*Görev A*.
Parfüm yazısında "Sadece beş adet" sözlerini içeren yerle başlayıp "süredir onunla takılmaktayız." ile biten bölümü, "erkeklere" yerine "kadınlara" koyarak değiştirip yeniden yazar mısın?
*Görev B*.
Girdilerde "roof" dizesini barındıran her satırı çıkarıp aynen yazar mısın? Büyük ve küçük harf ayrımı dikkate alınmalı.

*Verilen metin*.
####
Amerika merkezli modaevi Geoffrey Beene’nin ilk parfümü 1975 yılında çıkmıştı ve kısa sürede büyük başarı yakalamıştı. Grey Flannel, beyefendi tarzıyla bugün de önemli erkek parfüm klasiklerinden birisi olarak saygın yerini koruyor. Her ne kadar kokusunu kendime yakın bulmasam da kalitesine ve pürüzsüzlüğüne şaşırmıştım Grey Flannel’in.
Sadece beş adet parfüm piyasaya süren Geoffrey Beene markasının yıldızı anlaşılacağı üzere Grey Flannel. Onun çıkışından on bir yıl sonra 1986’da Geoffrey Beene’nin ikinci parfümü yine erkeklere yönelikti. Bowling Green isimli parfüm, hiçbir zaman abisi kadar şöhrete ulaşamadı ve bir süre sonra üretimi bitirildi. Genellikle meraklı koku severlerin ve koleksiyoncu parfüm delilerinin bildiği Bowling Green’in ismini zaman zaman duyuyordum fakat kullanma şansım olmamıştı. Neyse ki değerli bir parfümseverin yardımıyla Bowling Green’e ulaştım ve bir süredir onunla takılmaktayız.
Parfümün başlangıcı nostaljik ve kaliteli yeşil bergamotla gerçekleşiyor. Parfümün çıkış yılının 1986 olduğunu düşünürsek nostaljik bergamot kolonyalarını andıran üst notaları yadırgamamak gerekiyor. Buradan başarısız bulduğum düşünülmesin üst notaları. Hatta çok beğendim ferah açılışını. Orta kısma geçildiğinde yeşil yapı devam ediyor. Orta notalarda yeşil lavanta ve çamsı yapı karşımıza çıkıyor ki hiç fena değil. Kalite anlamında başlangıcı gibi gayet iyi orta bölüm. Sonlarda yeşil odunsuluk devam ederken harika meşe yosunu diplerden hissediliyor. Alt notalar parfümün genel karakteriyle gayet uyumlu ve rafine.
####
*Gösterilen veriler*.
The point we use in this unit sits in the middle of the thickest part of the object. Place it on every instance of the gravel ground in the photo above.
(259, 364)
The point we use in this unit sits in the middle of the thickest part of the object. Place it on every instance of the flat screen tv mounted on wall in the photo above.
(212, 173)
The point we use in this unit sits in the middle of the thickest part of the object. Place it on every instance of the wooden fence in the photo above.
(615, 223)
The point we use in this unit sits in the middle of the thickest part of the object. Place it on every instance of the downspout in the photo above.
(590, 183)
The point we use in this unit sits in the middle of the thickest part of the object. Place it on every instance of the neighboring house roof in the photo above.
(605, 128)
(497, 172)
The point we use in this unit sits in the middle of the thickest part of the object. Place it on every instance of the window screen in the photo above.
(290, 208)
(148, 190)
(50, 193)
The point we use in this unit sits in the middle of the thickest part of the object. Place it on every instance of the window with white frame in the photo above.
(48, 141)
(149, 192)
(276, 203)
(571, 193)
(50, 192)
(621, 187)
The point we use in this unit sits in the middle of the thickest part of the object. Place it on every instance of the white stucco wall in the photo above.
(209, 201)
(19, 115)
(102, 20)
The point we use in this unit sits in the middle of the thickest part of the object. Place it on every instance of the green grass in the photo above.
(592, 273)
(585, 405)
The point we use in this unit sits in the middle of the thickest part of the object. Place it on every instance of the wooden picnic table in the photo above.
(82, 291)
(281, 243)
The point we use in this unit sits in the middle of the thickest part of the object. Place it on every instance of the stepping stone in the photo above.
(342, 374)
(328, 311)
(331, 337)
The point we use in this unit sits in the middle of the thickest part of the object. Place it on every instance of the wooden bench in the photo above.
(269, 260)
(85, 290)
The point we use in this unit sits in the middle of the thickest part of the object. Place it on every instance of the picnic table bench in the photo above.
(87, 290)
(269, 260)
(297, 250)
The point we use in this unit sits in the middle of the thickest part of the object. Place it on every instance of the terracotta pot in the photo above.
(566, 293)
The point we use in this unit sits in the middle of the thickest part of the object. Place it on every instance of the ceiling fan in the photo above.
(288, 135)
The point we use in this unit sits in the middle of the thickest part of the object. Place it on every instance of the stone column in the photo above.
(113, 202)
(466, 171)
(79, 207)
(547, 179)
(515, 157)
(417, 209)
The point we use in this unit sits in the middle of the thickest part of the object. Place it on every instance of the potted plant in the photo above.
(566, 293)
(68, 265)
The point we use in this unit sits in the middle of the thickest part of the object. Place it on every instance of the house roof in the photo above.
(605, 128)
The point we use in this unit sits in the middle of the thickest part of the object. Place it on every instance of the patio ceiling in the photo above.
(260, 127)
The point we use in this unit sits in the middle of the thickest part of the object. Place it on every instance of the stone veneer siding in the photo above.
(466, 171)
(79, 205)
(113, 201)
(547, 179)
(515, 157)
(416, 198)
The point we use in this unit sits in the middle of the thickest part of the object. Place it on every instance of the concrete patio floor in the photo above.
####
*Beklenen çıktı A*.
Sadece beş adet parfüm piyasaya süren Geoffrey Beene markasının yıldızı anlaşılacağı üzere Grey Flannel. Onun çıkışından on bir yıl sonra 1986’da Geoffrey Beene’nin ikinci parfümü yine kadınlara yönelikti. Bowling Green isimli parfüm, hiçbir zaman abisi kadar şöhrete ulaşamadı ve bir süre sonra üretimi bitirildi. Genellikle meraklı koku severlerin ve koleksiyoncu parfüm delilerinin bildiği Bowling Green’in ismini zaman zaman duyuyordum fakat kullanma şansım olmamıştı. Neyse ki değerli bir parfümseverin yardımıyla Bowling Green’e ulaştım ve bir süredir onunla takılmaktayız.

*Beklenen çıktı B*.
The point we use in this unit sits in the middle of the thickest part of the object. Place it on every instance of the neighboring house roof in the photo above.
The point we use in this unit sits in the middle of the thickest part of the object. Place it on every instance of the house roof in the photo above.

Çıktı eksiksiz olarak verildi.